SUPPLIED INFORMATION:
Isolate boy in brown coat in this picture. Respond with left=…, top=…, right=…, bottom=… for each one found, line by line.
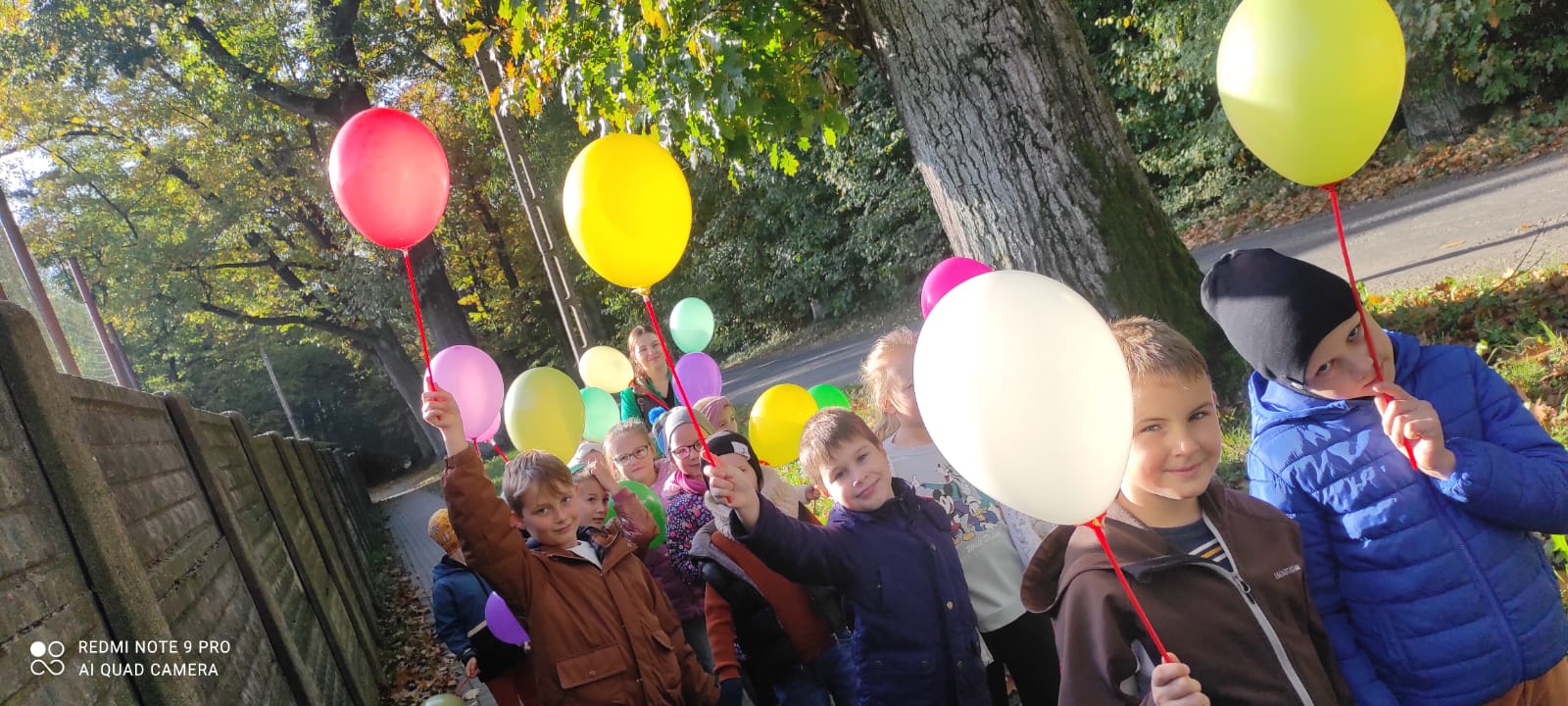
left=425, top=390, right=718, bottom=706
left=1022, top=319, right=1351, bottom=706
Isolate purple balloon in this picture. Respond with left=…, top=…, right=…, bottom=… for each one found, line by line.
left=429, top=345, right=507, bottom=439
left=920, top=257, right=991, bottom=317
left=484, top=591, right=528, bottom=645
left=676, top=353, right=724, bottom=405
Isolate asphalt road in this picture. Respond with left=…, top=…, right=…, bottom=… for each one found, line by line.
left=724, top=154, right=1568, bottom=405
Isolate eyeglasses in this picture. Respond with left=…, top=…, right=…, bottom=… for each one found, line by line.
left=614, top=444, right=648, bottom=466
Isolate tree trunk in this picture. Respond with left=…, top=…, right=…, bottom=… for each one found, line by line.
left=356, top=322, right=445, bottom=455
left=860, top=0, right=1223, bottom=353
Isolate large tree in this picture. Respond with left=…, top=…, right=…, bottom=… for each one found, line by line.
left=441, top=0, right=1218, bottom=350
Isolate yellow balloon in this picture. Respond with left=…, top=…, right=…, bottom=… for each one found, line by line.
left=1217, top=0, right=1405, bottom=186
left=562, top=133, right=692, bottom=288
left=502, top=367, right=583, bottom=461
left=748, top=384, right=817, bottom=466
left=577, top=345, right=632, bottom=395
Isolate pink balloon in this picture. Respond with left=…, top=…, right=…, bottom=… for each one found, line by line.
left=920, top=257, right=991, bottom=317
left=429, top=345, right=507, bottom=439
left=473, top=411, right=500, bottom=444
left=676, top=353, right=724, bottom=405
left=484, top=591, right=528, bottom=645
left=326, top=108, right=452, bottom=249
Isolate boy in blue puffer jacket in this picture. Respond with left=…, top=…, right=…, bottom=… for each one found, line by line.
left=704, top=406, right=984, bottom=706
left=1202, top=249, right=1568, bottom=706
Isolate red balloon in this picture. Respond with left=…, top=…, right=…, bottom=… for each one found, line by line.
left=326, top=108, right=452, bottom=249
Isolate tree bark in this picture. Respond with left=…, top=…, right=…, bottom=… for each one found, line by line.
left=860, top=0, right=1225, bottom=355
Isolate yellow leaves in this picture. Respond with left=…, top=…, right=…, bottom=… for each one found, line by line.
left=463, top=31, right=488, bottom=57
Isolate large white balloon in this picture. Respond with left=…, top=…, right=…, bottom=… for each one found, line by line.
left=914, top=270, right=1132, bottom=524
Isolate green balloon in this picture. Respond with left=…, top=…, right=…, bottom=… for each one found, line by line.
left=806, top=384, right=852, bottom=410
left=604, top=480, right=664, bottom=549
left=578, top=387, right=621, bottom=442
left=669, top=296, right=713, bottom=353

DIRECTION: Reproduce verbatim the material starting at the line containing "Isolate tree bark" and ending at the line containing "left=914, top=270, right=1132, bottom=524", with both of those lines included.

EXERCISE OUTPUT:
Isolate tree bark in this picture. Respond with left=…, top=…, right=…, bottom=… for each one found, line by line.
left=860, top=0, right=1225, bottom=355
Isolate yellow leaves in this picture. Respond with left=…, top=…, right=…, bottom=… for each one found, line by line.
left=463, top=31, right=488, bottom=57
Isolate large white balloon in this picture. Respond with left=…, top=…, right=…, bottom=… for each one found, line by line.
left=914, top=270, right=1132, bottom=524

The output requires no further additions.